### Exercise materials:
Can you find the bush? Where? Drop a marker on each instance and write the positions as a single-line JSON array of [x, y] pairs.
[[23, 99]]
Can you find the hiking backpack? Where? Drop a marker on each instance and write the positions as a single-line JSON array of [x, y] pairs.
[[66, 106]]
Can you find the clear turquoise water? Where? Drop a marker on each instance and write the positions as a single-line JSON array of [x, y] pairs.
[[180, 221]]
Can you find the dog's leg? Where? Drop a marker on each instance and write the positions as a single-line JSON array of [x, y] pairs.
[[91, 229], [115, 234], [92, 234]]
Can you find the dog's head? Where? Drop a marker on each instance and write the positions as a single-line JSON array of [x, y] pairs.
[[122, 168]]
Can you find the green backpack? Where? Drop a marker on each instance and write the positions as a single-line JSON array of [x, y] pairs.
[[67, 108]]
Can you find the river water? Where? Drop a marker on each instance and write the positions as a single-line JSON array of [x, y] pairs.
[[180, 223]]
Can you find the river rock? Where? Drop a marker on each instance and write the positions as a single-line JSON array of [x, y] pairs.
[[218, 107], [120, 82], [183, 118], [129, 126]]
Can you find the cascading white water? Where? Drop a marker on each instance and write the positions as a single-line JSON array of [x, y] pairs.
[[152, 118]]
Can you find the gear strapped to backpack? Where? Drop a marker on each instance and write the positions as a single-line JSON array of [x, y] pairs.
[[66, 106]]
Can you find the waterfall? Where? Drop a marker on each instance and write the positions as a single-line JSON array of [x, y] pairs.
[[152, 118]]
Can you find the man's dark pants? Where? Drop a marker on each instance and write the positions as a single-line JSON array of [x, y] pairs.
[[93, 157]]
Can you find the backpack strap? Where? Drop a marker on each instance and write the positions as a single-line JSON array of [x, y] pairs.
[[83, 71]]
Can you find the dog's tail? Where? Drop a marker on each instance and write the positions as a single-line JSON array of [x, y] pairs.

### Exercise goal:
Retype all the data verbatim.

### Result of this exercise:
Can you find the bush? Where? Drop a marker on each instance and write the positions as a single-line JSON array of [x, y] pairs.
[[23, 99]]
Can you find the hiking backpack? Where? Drop a marker on each instance and write the positions as a single-line JSON array of [x, y] pairs.
[[66, 106]]
Can you find the clear turquoise water? Where? Drop a marker on each instance and write the positions as a single-line JSON array of [x, y] pairs.
[[180, 221]]
Can you find the dog's leg? Where? Drop a marker on each instance and write the positions as a single-line JSON array of [x, y] pairs.
[[91, 229], [115, 234], [92, 234]]
Can you find the dog's head? Where? Drop a marker on each instance and write the positions as a single-line JSON array of [x, y] pairs.
[[122, 168]]
Can you find the green backpack? Where? Drop a marker on each instance and write the positions as a single-line JSON array of [x, y] pairs.
[[67, 108]]
Can you find the river water? Where? Drop a marker on each instance and write the positions as a single-line JSON array of [x, y] pairs.
[[180, 223]]
Can you find the river rock? Where? Drop a marker on each instance and write the positions as a single-line JSON array of [x, y] pairs.
[[218, 107], [120, 82], [183, 118], [129, 126]]
Can you find the cascading white water? Where? Drop a marker on each instance and write the positions as a single-line JSON array of [x, y] pairs.
[[152, 118]]
Can you find the gear strapped to backpack? Where? Drop a marker on each instance and write the positions as a single-line JSON array of [x, y] pairs.
[[66, 106]]
Can you find the waterfall? Where? Drop a marker on each instance and write the positions as a single-line JSON array of [x, y] pairs.
[[152, 118]]
Can you find the man's dark pants? Where? Drop a marker on each instance and write the positions as a single-line JSON array of [x, y] pairs.
[[93, 157]]
Can you find the backpack strap? Where? Drop a marker on each instance and write the positions as a single-line JSON array of [x, y] pairs.
[[83, 71]]
Can you find the dog's tail? Where? Drop a marker on each instance and write the positions as a single-line JSON array of [x, y] pairs.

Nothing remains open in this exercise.